Although many people might be quick to agree to a system that collectivizes and de-anonymizes their genetic data if it contributes to catching a killer, for example, it’s important to realize that this is just one potential use of the technology amid myriad ways in which civil liberties and privacies may be abused, the scholars say. We must also consider the possible misuses in widening injustices related to racial profiling in the legal system. The ends, in other words, do not always justify the means.

For instance, this risk becomes elevated when you’re talking about members of identifiable small populations, like Indigenous peoples, in which both researchers have a lot of biological kin. “Our family sizes are larger, our generation gaps are smaller,” Tsosie points out. “Therefore, the re-identification risk to a large subset of our community is greater and disproportionate compared to the dominant population, which doesn’t have these same biological kinship ties. Racial profiling and genomic racial profiling are escalated and disproportionate for our communities. That’s something we have to be careful about.”

Both scientists note that this shift should encourage all of us to expand our ethical thinking from the individual to the community, how researchers’ use of the information could have an impact on the community, and how that community gets a say in what stories are told and how they are told. This is particularly important in Indigenous communities, which govern using a communitarian set of ethics that differs from Western senses of autonomy and individualism. Several Indigenous academics and geneticists currently are hard at work trying to change these types of distinctions and these definitions.

### Provided data
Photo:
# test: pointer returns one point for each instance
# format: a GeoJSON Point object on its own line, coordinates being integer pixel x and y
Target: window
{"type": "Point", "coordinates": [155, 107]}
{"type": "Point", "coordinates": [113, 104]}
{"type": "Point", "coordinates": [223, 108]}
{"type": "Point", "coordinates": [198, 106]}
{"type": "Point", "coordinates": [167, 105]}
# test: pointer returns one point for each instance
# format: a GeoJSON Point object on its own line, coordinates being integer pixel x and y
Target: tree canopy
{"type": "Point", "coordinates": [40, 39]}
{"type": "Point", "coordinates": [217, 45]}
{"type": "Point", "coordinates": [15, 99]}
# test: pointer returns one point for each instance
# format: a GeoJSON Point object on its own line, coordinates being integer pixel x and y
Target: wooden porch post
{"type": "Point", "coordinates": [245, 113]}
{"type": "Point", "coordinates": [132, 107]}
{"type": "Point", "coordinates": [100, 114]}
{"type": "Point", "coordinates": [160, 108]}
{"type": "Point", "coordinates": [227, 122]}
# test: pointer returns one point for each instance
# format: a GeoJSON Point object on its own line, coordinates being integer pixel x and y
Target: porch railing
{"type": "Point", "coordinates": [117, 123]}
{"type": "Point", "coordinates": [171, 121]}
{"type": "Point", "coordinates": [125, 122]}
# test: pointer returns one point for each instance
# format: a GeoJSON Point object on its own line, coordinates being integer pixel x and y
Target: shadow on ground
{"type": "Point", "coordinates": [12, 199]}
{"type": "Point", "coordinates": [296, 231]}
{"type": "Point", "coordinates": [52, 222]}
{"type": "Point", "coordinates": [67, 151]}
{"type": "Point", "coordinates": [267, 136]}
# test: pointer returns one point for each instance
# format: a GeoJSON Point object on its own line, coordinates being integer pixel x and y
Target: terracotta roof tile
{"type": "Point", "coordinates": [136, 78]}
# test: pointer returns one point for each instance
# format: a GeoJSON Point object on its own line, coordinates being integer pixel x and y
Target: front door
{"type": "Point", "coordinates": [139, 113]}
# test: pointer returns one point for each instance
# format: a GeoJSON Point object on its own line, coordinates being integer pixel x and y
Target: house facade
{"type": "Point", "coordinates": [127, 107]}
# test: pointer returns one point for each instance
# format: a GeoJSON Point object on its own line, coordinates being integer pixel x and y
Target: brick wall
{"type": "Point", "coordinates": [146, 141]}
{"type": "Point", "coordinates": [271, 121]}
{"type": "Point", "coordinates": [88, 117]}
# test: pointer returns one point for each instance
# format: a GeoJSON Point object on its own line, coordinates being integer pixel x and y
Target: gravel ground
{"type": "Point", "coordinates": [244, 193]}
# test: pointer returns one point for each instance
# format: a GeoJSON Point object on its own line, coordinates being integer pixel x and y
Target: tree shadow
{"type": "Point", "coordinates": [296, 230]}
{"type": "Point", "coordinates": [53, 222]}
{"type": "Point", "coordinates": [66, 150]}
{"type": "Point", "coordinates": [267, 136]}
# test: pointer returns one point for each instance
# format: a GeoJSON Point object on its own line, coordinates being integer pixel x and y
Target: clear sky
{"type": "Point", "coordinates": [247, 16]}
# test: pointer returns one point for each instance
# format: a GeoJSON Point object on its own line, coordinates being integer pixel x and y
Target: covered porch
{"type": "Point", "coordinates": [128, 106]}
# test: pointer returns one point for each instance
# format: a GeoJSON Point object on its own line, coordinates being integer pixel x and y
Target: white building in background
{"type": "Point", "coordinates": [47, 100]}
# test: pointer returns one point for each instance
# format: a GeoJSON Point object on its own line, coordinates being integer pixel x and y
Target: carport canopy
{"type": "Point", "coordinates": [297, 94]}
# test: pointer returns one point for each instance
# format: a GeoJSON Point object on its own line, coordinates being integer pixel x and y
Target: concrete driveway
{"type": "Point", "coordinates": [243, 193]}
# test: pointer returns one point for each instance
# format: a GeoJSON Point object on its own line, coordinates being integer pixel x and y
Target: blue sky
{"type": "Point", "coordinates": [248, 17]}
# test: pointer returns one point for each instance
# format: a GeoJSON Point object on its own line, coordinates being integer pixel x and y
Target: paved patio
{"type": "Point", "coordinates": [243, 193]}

### Requirement A
In the genetic privacy excerpt, why is the re-identification risk greater for Indigenous communities? Answer in one to three sentences.
### Requirement B
According to the genetic privacy excerpt, what kind of ethics do Indigenous communities govern by?
### Requirement C
From the genetic privacy excerpt, return the passage from "Although many people" up to and including "justify the means.".
The records come from a different source than the excerpt.

### Final answer A
Indigenous communities have larger family sizes and smaller generation gaps, so their members have many biological kin. Because of this, the re-identification risk to a large subset of the community is greater and disproportionate compared to the dominant population, which lacks those same kinship ties.

### Final answer B
They govern by a communitarian set of ethics.

### Final answer C
Although many people might be quick to agree to a system that collectivizes and de-anonymizes their genetic data if it contributes to catching a killer, for example, it’s important to realize that this is just one potential use of the technology amid myriad ways in which civil liberties and privacies may be abused, the scholars say. We must also consider the possible misuses in widening injustices related to racial profiling in the legal system. The ends, in other words, do not always justify the means.